PAGE EXCERPT:
----
In their generalities, if not in their particulars, these are all issues I regularly see in my clients’ manuscripts. Whether you are heartened or disheartened to know that even a guy like Michael Crichton dealt with the very same things is up to you, but that’s the truth. I see this stuff all the time.
Again, the point is not to rag on Michael Crichton. The point is, we’re not as done as we think we are.
All of us, we work on our novels to the best of our ability. Of course we do. We revise and rewrite and slave over line edits until our works are the best we can make them and at last we dare share them with others. But even so, chances are we’re not as done as we think we are. The manuscript may be complete, but it probably isn’t finished.
The difference between Jurassic Park and Pirate Latitudes is that for the dinosaurs, Crichton obviously dealt with those plot problems. I don’t know whether he had a critique group of fellow powerhouse thriller writers to look over his stuff, or a trusted editor at Alfred A. Knopf, or maybe his agent, but clearly somebody combed through Jurassic Park to help him find all the misplaced, loose-threaded, or just plain goofy stuff in the story so he could fix it. Because at least to the limits of my memory, Jurassic Park is tight.
Given enough time, anybody can complete a novel. Finishing one is a lot harder, and rare is the writer who can do it without help. So get some help. Find somebody with a good eye for plot who can show you what you can’t see for yourself. After all, if you can’t see it, you can’t fix it.
----
(Natural-language object grounding data)
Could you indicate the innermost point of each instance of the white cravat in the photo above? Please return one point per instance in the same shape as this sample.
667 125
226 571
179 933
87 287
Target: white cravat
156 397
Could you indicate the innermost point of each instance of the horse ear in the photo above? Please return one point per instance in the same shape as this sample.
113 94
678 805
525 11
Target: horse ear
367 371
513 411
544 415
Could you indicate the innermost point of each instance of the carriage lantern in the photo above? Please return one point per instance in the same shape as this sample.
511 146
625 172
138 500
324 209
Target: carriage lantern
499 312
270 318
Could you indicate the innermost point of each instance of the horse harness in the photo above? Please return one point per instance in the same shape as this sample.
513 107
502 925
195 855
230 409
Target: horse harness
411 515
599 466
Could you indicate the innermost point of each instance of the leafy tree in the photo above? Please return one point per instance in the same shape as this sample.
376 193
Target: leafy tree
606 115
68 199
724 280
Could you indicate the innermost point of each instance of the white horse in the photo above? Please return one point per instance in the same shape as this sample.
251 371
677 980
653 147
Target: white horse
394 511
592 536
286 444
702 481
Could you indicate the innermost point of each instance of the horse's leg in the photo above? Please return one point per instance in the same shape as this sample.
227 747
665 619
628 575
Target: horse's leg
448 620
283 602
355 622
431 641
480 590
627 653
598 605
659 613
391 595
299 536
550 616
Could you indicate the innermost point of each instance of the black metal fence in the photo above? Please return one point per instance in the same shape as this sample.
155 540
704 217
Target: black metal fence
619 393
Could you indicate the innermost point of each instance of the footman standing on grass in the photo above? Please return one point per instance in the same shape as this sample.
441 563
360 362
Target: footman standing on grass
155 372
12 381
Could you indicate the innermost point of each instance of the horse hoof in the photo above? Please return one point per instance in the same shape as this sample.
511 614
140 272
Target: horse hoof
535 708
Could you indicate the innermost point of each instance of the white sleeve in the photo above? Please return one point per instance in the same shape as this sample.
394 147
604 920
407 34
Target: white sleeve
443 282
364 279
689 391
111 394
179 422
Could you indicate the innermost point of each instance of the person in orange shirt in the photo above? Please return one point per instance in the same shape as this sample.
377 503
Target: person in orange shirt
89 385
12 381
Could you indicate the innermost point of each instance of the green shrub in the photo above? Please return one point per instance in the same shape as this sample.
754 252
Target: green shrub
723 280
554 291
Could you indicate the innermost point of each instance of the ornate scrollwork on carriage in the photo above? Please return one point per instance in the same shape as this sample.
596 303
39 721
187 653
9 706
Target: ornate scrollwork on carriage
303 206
----
PROBLEM DESCRIPTION: Extract the full passage above on completing versus finishing a novel, copying every word and punctuation mark without change.

SOLUTION TO THE PROBLEM:
In their generalities, if not in their particulars, these are all issues I regularly see in my clients’ manuscripts. Whether you are heartened or disheartened to know that even a guy like Michael Crichton dealt with the very same things is up to you, but that’s the truth. I see this stuff all the time.
Again, the point is not to rag on Michael Crichton. The point is, we’re not as done as we think we are.
All of us, we work on our novels to the best of our ability. Of course we do. We revise and rewrite and slave over line edits until our works are the best we can make them and at last we dare share them with others. But even so, chances are we’re not as done as we think we are. The manuscript may be complete, but it probably isn’t finished.
The difference between Jurassic Park and Pirate Latitudes is that for the dinosaurs, Crichton obviously dealt with those plot problems. I don’t know whether he had a critique group of fellow powerhouse thriller writers to look over his stuff, or a trusted editor at Alfred A. Knopf, or maybe his agent, but clearly somebody combed through Jurassic Park to help him find all the misplaced, loose-threaded, or just plain goofy stuff in the story so he could fix it. Because at least to the limits of my memory, Jurassic Park is tight.
Given enough time, anybody can complete a novel. Finishing one is a lot harder, and rare is the writer who can do it without help. So get some help. Find somebody with a good eye for plot who can show you what you can’t see for yourself. After all, if you can’t see it, you can’t fix it.